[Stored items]
↓
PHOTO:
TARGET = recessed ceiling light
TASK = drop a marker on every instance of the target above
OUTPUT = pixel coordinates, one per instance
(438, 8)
↑
↓
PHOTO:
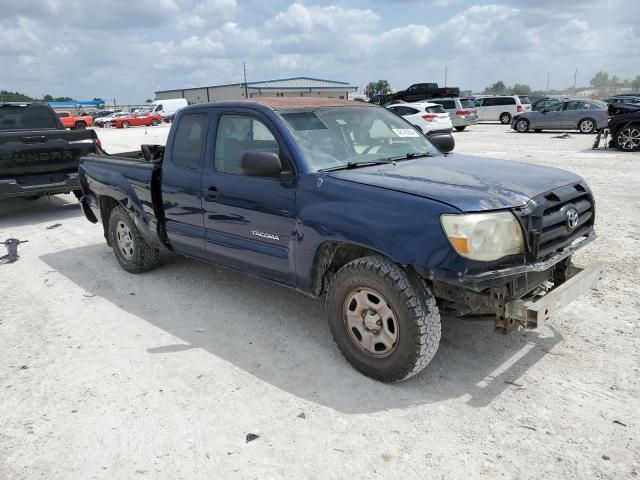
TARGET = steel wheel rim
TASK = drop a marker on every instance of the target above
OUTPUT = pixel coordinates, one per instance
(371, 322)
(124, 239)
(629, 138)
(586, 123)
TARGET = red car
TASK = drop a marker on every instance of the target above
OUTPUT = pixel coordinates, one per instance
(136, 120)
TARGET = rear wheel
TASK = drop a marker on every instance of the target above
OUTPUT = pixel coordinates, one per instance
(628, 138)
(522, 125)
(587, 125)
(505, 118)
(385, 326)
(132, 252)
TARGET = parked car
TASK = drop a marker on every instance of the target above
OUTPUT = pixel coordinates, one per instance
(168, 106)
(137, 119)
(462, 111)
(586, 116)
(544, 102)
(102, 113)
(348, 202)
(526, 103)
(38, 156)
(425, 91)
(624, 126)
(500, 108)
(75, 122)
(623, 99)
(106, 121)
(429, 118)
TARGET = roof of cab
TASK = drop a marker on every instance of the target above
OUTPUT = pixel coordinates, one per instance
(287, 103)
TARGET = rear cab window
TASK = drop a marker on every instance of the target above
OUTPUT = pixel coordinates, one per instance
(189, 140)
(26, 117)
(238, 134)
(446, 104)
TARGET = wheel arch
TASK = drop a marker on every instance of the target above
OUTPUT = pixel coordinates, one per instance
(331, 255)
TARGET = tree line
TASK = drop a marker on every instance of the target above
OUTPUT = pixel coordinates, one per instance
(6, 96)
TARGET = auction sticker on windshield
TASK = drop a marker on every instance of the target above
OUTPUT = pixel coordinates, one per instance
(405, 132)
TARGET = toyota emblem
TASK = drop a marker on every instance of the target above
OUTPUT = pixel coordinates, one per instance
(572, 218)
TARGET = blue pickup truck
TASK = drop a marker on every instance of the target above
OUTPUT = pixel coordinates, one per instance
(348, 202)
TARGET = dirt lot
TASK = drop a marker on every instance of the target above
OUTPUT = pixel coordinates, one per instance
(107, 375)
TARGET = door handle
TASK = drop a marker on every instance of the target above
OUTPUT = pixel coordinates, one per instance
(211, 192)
↑
↓
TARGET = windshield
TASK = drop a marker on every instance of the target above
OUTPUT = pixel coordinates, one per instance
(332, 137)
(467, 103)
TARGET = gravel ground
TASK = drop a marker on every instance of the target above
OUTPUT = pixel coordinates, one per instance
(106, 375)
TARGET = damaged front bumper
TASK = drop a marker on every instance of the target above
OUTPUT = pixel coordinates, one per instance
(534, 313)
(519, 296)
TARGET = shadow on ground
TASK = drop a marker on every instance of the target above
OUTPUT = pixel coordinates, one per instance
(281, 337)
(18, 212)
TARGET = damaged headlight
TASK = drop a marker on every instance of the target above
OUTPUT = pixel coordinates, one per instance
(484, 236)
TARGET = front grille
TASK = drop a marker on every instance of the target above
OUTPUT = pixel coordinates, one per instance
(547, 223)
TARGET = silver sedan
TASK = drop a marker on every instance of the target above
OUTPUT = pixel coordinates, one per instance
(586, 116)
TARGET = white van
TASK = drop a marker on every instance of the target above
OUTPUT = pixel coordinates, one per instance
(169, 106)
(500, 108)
↑
## Short exercise
Show each line of the material above that contains the word "wheel".

## Problem solution
TARGET = steel wheel rim
TARGET = rear wheel
TARGET = wheel arch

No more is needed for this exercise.